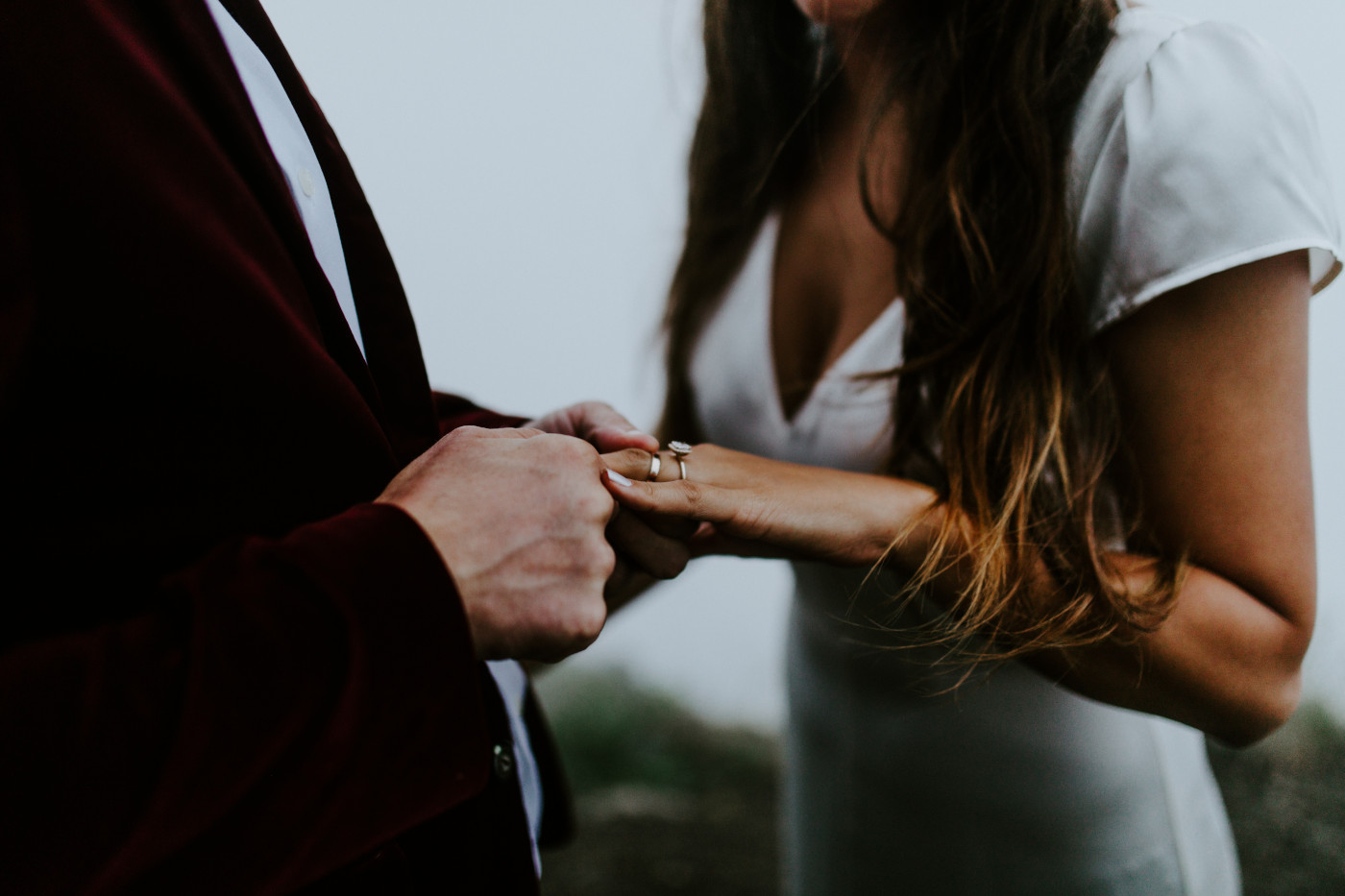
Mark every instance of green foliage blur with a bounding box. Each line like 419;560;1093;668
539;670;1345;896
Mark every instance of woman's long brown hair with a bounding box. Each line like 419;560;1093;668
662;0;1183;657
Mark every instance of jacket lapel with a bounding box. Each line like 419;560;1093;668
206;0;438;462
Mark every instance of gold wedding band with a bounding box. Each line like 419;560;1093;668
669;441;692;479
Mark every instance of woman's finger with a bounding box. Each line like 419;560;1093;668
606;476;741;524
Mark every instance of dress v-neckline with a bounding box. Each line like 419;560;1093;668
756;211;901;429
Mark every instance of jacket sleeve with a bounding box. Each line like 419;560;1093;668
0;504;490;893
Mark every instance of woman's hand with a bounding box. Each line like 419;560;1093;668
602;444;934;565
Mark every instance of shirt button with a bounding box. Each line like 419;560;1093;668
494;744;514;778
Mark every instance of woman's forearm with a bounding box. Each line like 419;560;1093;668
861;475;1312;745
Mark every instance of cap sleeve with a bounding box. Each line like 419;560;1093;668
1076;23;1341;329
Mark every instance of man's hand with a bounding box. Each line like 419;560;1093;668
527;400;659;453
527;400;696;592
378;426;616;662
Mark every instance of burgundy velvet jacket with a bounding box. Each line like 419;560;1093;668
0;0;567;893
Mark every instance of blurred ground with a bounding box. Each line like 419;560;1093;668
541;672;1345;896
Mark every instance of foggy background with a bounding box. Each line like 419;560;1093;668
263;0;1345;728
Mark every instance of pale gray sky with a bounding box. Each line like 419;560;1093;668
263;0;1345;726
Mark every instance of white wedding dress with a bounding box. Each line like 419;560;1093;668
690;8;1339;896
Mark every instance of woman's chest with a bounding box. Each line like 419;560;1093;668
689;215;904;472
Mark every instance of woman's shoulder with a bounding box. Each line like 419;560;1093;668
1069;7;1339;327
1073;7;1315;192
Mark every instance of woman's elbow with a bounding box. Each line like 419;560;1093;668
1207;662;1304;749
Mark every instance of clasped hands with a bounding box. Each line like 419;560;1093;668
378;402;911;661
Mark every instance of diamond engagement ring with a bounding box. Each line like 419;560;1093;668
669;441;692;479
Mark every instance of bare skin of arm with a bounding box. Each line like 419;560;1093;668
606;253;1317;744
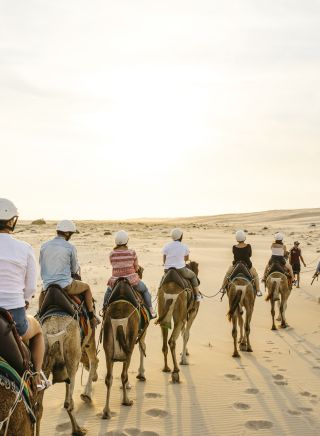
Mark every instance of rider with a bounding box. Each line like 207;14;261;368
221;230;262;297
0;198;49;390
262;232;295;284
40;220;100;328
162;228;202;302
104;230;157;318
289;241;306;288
##############################
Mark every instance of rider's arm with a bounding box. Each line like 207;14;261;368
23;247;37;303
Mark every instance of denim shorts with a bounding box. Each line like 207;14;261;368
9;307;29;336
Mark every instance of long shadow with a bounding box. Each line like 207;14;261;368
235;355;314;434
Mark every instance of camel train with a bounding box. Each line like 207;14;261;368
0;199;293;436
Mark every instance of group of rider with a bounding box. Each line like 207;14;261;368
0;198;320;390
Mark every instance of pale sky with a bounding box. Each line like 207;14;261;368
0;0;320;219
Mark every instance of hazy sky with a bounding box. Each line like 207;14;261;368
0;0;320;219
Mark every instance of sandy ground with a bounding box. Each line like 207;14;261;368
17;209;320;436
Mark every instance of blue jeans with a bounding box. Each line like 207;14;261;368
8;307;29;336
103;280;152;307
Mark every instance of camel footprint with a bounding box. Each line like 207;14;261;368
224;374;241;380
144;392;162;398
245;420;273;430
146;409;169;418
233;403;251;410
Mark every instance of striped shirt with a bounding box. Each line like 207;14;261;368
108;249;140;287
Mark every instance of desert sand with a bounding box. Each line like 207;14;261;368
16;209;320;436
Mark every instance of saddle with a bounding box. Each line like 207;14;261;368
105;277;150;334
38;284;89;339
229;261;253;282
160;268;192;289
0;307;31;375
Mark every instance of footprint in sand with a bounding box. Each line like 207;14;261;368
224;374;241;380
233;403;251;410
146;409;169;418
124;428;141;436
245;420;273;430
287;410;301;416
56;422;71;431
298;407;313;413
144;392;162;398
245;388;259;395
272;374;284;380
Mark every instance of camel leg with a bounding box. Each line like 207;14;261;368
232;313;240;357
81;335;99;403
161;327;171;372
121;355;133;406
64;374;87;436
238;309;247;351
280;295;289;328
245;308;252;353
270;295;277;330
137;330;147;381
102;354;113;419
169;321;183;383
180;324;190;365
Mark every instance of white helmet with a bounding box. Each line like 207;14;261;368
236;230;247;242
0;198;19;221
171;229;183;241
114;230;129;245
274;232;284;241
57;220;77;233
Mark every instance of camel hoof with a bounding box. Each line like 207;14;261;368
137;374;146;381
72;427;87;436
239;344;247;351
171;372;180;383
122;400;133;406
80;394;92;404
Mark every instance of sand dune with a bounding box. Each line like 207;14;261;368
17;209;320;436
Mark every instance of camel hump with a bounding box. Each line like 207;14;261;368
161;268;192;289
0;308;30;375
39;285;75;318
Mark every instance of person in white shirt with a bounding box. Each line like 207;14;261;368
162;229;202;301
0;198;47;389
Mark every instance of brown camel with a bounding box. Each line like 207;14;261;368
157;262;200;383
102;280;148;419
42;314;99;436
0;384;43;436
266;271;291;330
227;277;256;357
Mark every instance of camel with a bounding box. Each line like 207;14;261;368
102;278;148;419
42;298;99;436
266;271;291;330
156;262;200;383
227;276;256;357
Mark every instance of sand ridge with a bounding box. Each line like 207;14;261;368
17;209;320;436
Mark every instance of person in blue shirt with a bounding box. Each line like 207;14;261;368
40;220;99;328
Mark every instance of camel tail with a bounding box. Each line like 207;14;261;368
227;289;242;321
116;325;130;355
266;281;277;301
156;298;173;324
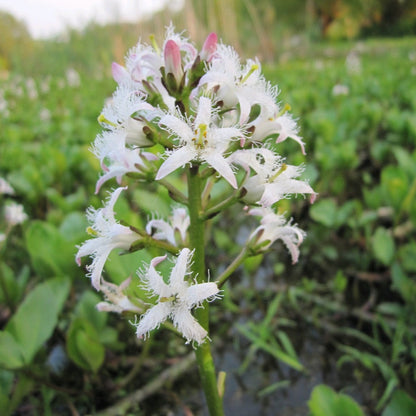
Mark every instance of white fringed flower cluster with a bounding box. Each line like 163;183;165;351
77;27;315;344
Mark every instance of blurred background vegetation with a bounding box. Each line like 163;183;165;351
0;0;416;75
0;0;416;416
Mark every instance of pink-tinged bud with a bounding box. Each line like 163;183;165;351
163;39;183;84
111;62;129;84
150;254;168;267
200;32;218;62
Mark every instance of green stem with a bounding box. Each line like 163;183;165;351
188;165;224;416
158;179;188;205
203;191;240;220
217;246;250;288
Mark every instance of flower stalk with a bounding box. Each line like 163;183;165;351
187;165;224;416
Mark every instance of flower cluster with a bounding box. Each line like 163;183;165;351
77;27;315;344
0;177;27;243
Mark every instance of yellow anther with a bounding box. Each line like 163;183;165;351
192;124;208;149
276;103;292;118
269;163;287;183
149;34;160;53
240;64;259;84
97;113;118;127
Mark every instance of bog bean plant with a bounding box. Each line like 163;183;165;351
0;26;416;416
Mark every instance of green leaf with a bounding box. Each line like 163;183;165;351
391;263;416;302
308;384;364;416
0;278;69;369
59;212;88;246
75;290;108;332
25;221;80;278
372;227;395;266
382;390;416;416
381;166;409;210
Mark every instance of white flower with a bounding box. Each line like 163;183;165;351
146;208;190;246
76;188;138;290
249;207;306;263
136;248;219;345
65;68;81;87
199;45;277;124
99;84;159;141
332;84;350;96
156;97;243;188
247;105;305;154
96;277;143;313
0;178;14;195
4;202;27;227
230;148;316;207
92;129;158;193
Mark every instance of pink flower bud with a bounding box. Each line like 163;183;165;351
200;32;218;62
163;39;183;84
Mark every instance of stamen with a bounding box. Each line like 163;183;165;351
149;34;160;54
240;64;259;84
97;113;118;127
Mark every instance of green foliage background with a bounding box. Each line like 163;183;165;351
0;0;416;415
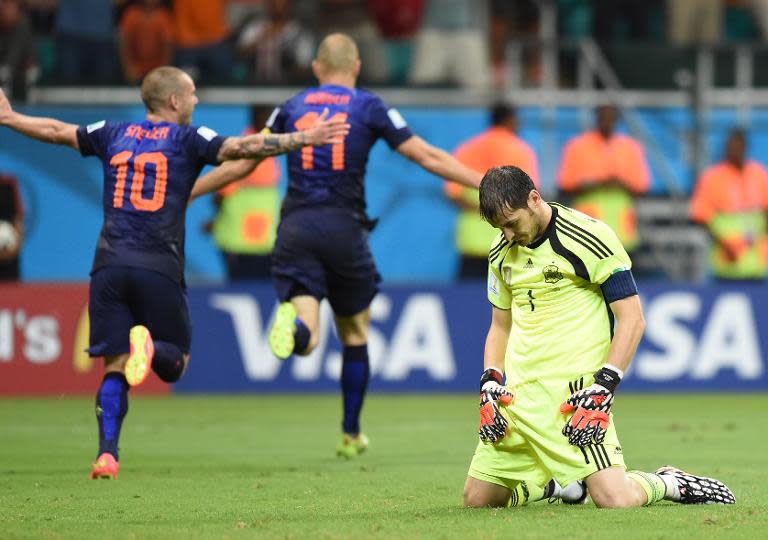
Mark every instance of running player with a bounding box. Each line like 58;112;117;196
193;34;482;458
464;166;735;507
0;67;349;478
##############################
## TASK TO CARRY OUT:
Write out the data from the line with "Mark every instance of flower stalk" up to and including the line with "0;177;27;243", swapping "flower cluster" for "blossom cluster" and keeping everything else the same.

## CORRECT RESULT:
Mark every instance of flower stalk with a bounding box. Each line like 163;183;165;351
187;165;224;416
Mark every instance of blossom cluster with a bounding box. Each line like 163;183;165;351
77;27;315;344
0;177;27;243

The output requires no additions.